### Listed records
************

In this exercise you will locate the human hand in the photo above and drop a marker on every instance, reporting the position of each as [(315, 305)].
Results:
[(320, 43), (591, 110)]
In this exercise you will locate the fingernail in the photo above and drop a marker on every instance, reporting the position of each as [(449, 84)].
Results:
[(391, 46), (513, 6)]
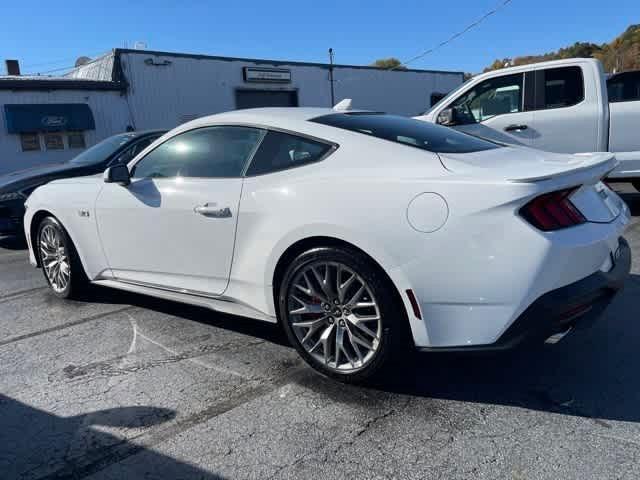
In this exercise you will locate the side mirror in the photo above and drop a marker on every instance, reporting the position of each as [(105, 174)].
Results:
[(117, 174), (447, 117)]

************

### Task description
Render every line of the entries above as a numbered list, one line per item. Omit blank lines and the picture lines.

### Result of this task
1. In this exercise you will locate the human hand in the photo above and drop a marker on every instance, reporting the position of each as [(315, 305)].
2. Results:
3. [(320, 43), (591, 110)]
4. In this exercise you will locate the fingernail in the photo above and drop a marker on every instance, reporting the position of each as [(449, 84)].
5. Results:
6. [(391, 46), (513, 6)]
7. In this exercise you will locate the side mirror in the photo above and drop a marker on every instance, reporting the position of each as [(105, 174)].
8. Results:
9. [(117, 174), (447, 117)]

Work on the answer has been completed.